== Prompt ==
Convert the records below into a JSON list of strings with one string per line, and drop any blank lines.

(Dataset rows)
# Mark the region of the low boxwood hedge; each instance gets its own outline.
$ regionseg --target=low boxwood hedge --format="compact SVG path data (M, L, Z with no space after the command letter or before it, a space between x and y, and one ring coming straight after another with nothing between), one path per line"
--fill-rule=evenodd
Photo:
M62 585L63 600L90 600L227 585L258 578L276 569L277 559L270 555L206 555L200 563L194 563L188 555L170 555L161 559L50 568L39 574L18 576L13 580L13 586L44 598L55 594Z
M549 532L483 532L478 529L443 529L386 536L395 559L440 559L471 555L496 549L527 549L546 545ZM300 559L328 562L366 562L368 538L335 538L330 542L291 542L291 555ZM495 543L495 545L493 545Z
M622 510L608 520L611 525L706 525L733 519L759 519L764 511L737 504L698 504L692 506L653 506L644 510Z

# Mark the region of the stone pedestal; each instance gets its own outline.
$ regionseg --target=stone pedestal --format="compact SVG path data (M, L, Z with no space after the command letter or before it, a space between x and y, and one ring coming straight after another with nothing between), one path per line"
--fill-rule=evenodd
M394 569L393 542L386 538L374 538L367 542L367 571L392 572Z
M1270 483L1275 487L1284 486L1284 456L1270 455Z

== Response ==
[
  "# Mark the region of the low boxwood hedge; each instance gets its own outline.",
  "$ regionseg --target=low boxwood hedge --format=\"compact SVG path data (M, L, Z with no space after the command letter or before it, a space between x and y, and one ring coming straight after another with nothing between), one path per line\"",
  "--fill-rule=evenodd",
  "Photo:",
  "M62 585L63 600L90 600L227 585L258 578L276 569L277 559L270 555L206 555L200 563L194 563L188 555L170 555L161 559L50 568L39 574L18 576L13 580L13 586L44 598L55 594Z",
  "M549 532L483 532L478 529L443 529L386 536L395 559L440 559L471 555L496 549L527 549L546 545ZM300 559L328 562L366 562L368 538L335 538L330 542L291 542L291 555ZM495 543L495 545L493 545Z",
  "M622 510L608 520L611 525L706 525L733 519L759 519L764 511L737 504L698 504L692 506L653 506L644 510Z",
  "# Mark the region of the stone pedestal; each instance gets its own outline.",
  "$ regionseg --target=stone pedestal --format=\"compact SVG path data (M, L, Z with no space after the command letter or before it, a space between x and y, and one ring coming straight after another with nothing between), one path per line\"",
  "--fill-rule=evenodd",
  "M394 569L393 542L386 538L374 538L367 542L367 571L392 572Z",
  "M1270 483L1275 487L1284 486L1284 456L1270 455Z"
]